Goal of the exercise = Repeat each record below exactly, dropping the pictures.

(Annotated photo localization data)
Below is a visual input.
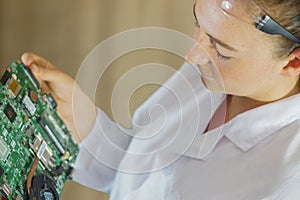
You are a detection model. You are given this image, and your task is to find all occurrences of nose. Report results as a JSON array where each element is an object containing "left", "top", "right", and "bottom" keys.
[{"left": 185, "top": 28, "right": 210, "bottom": 66}]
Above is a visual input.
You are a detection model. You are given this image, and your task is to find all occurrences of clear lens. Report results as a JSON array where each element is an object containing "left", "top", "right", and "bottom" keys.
[
  {"left": 217, "top": 0, "right": 264, "bottom": 25},
  {"left": 217, "top": 0, "right": 300, "bottom": 43}
]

Answer below =
Below is a visual input.
You are a detection model. You are given this image, and your task is to find all occurrences of nose. Report results as a JSON array where each element is an object containing "left", "top", "right", and "bottom" keys.
[{"left": 185, "top": 28, "right": 210, "bottom": 66}]
Above is a visual input.
You are a detection model. You are given this image, and your task is to find all occurrences of clear lens. Report results as a JSON array where each element is an object containing "left", "top", "right", and "bottom" keys.
[
  {"left": 217, "top": 0, "right": 264, "bottom": 25},
  {"left": 217, "top": 0, "right": 300, "bottom": 43}
]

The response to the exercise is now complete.